→ **Text shown**:
________________________

Post-363: The Future of Fiji (and the World) as Seen From 1859

(Expanded from a draft from mid-August 2015. I was reading about Fiji at the time before I was to spend twelve hours in that mysterious, tropical island-country as part of one of my returns-to-the-USA in late August 2015. I was coming from Brisbane, Australia, visiting my cousin, Mel. W. The long layover in Fiji was also the cheapest option. From my perspective fortuitous as it would give me a foray into Fiji on the cheap.

 

 

In the weeks before I was to briefly spend time in Fiji in August 2015, I looked around for material. One thing I found to be so amazing as to be worth recording here. It is something published in March 1859, which concludes with a series of futurist predictions about Fiji and the world. Reading these predictions from 1859, I am amazed.

The predictions have (nearly) all come true:

(Final two paragraphs of an anonymous, ten-page book review appearing in The Knickerbocker [March 1859 issue] . The reviewed book is the 1858 Fiji and the Fijians by Thomas Williams and James Calvert (ed. George Stringer Rowe). The Knickerbocker was a New York literary magazine with an 1833-1865 publication run. It was similar in style, and likely a partial antecedent to and/or inspirtation for, The Atlantic [first issue published in 1857]). The entire March 1859 edition of the Knickerbocker is online here.)

________________________

→ **Records**:
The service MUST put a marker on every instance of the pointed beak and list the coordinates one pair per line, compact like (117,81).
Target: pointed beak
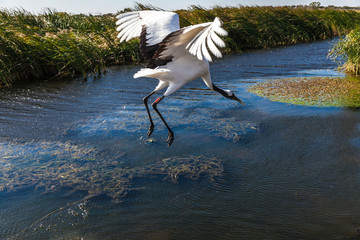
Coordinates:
(237,99)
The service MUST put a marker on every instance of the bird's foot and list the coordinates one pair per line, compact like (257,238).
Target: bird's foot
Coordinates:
(151,129)
(170,138)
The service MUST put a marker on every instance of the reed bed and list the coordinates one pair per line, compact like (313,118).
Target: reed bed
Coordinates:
(55,45)
(347,52)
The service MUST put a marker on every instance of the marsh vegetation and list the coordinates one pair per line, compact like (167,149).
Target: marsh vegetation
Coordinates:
(55,45)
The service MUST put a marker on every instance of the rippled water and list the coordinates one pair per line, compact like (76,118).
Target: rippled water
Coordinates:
(267,170)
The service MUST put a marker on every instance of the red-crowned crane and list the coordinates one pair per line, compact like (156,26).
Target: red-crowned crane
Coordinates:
(174,56)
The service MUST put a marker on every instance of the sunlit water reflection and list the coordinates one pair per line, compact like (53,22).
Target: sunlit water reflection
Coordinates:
(261,171)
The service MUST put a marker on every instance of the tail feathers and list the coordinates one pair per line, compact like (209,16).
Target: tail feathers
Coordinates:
(151,73)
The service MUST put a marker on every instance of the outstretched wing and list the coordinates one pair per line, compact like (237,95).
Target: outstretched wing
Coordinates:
(200,40)
(155,25)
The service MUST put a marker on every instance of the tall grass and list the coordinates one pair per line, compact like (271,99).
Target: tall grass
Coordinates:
(58,45)
(348,50)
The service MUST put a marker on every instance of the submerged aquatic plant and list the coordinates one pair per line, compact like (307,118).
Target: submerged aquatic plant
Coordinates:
(316,91)
(51,166)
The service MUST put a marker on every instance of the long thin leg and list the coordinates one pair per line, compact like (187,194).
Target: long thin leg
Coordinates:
(170,132)
(151,127)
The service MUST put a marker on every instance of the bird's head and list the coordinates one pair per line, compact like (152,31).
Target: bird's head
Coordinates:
(229,94)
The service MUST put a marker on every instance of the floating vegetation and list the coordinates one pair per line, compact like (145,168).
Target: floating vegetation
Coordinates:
(51,166)
(136,120)
(315,91)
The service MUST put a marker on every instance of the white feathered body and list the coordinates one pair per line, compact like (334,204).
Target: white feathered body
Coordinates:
(183,53)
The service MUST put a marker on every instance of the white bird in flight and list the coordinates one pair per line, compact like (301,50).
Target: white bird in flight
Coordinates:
(174,56)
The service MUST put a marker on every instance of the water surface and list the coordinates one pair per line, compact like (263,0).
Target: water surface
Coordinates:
(287,172)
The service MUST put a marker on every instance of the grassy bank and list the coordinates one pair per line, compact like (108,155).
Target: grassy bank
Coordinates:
(347,51)
(316,91)
(56,45)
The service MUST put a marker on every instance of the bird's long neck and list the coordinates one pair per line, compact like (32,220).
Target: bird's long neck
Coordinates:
(219,90)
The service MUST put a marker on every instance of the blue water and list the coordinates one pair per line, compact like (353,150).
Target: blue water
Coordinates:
(287,172)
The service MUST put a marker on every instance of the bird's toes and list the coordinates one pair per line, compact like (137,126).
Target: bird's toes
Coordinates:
(170,138)
(151,129)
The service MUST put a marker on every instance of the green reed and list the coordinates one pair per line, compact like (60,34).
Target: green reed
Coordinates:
(55,45)
(58,45)
(347,50)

________________________

→ **Tasks and exercises**:
a) In the Fiji post above, during which years was The Knickerbocker published?
b) Resume the Fiji post above from the point where it stops.

→ **Per-task answers**:
a) From 1833 to 1865.

b)
 

 
Picture
Fiji Sunset — approximately the view I had. (Updated in Sept. 2019 with website move; I cannot now recall whether I took this picture, but it looks exactly like mine and what my memory tells me.)

First, my own brief experience in Fiji, then an attempt to evaluate the Knickerbocker writer’s predictions with the distance of 159 years of time elapsed since publication. Summary: Very accurate.

 

A Brief Foray into Fiji, Late August 2015

Fiji is not like any place I have been, before or since.

I formally entered the country and have the passport stamp to prove it, which means I am counted as one of the 67,831 U.S. citizens who entered Fiji in calendar year 2015 (that is 186 per day). I see that two-thirds of foreign entries into Fiji in 2015 were Australia and New Zealand citizens, a combined 506,000 (1,386/day).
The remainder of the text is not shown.